··· Text excerpt
Thursday, August 30, 2012

travel anxiety

i'm so lucky to have been able to go a few places this past year including NYC twice, Mexico City, San Diego twice, New Orleans and upcoming to Detroit. Paradoxically all this meandering makes me want to go away more, got my sights set on Netherlands, Iceland, Japan and San Francisco.
I just saw this post on a favourite blog:
http://jeremyandkathleen.blogspot.ca/2012/08/the-truth-about-travel.html
....and can totally relate.

We went to Mexico City in April, it was amazing. I thought I had enough rudimentary Spanish to get along, alas, no. The irony of the phrase book as I discovered, is that if you need it, basically it means you are f*cked. If you are relying on it to communicate, the likliehood is that you aren't able to interpret any of the responses you get from Mexicans.
I found the same thing in every non-English place I've visited: communicating basic needs is actually super stressful. Which also means that getting those needs met is super satisfying--ie; getting a cup of coffee the way you want it in Berlin, riding the subway in Mexico City, getting lost--and finding your way back--in Athens.

 MC: Basilica de Guadalupe: Here we learned about how the native Aztec supplicants sought refuge in the Catholic church! Hair raising colonialist revisionist history.  
Kind of makes you appreciate North American travel, where the only real concern is not getting killed on the SoCal freeway and not maxing out your credit card at Target.

San Diego: this is the view near La Jolla cove, just beautiful everywhere. 
The best thing about travelling is how it rewires your brain. I guess foreign language type travel just rewires it more quickly and painfully. The net effect is still great.

Tuesday, August 28, 2012

NYC reads

Great visit to NYC last week. One of my favourite things to do there is shop for books....at Bluestockings, St. Mark's Books and the Strand. There are other amazing places but I never fail to find something I've never seen before at those three.

We also spent time in Brooklyn and found this comic book shop:
http://www.desertislandbrooklyn.com/

I was super excited to pick this up.

It's got Richard Kern, Beth/Scott B, Nick Zedd, Lydia Lunch et all. Looks amazing.















Above is the namesake film, also fantastic starring David Wojnarowicz and Karen Finley as the parents of Lung Leg, 'celebrating' a traumatic Thanksgiving. EYE POPPING

And....another gem from Bluestockings:

I first heard of him at a retrospective at the New Museum on Lower Broadway in 1999. He did an amazing breadth of work in a short period and was an outspoken influential AIDS activist when ACT UP was prominent in NY. I'd never seen this before either. I like him a lot.

this is one of his more famous pieces

And.....
······
··· Data listing
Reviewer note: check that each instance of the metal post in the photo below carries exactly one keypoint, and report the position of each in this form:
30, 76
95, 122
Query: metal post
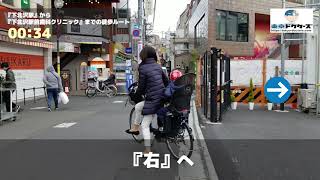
317, 65
205, 89
24, 96
34, 95
221, 86
303, 49
282, 54
140, 19
213, 85
58, 46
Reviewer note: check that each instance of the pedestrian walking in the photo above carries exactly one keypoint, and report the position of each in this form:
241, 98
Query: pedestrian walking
152, 83
9, 83
53, 83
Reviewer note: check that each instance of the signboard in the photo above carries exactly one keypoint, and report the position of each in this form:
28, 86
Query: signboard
85, 29
291, 21
277, 90
140, 47
22, 61
148, 6
25, 4
136, 33
129, 50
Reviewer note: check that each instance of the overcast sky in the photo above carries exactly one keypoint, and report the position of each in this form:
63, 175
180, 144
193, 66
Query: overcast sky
167, 13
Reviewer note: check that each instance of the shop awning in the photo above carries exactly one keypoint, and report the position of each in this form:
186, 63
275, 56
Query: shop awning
27, 42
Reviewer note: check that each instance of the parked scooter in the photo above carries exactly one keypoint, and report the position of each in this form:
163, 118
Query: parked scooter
96, 87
······
• **What to work on**:
**A.** Update the travel blog from "Great visit to" to "at those three.", putting "last month" in place of "last week".
**B.** Condense the travel blog paragraph beginning "We went to Mexico City in April" into a shorter version that keeps its main facts.

• **Solutions to the tasks**:
**A.**
Great visit to NYC last month. One of my favourite things to do there is shop for books....at Bluestockings, St. Mark's Books and the Strand. There are other amazing places but I never fail to find something I've never seen before at those three.

**B.** We visited Mexico City in April, and it was amazing, but my basic Spanish wasn't enough to get by. The irony of a phrase book is that needing it means you're in trouble. If you rely on it to communicate, you probably can't understand the responses Mexicans give you.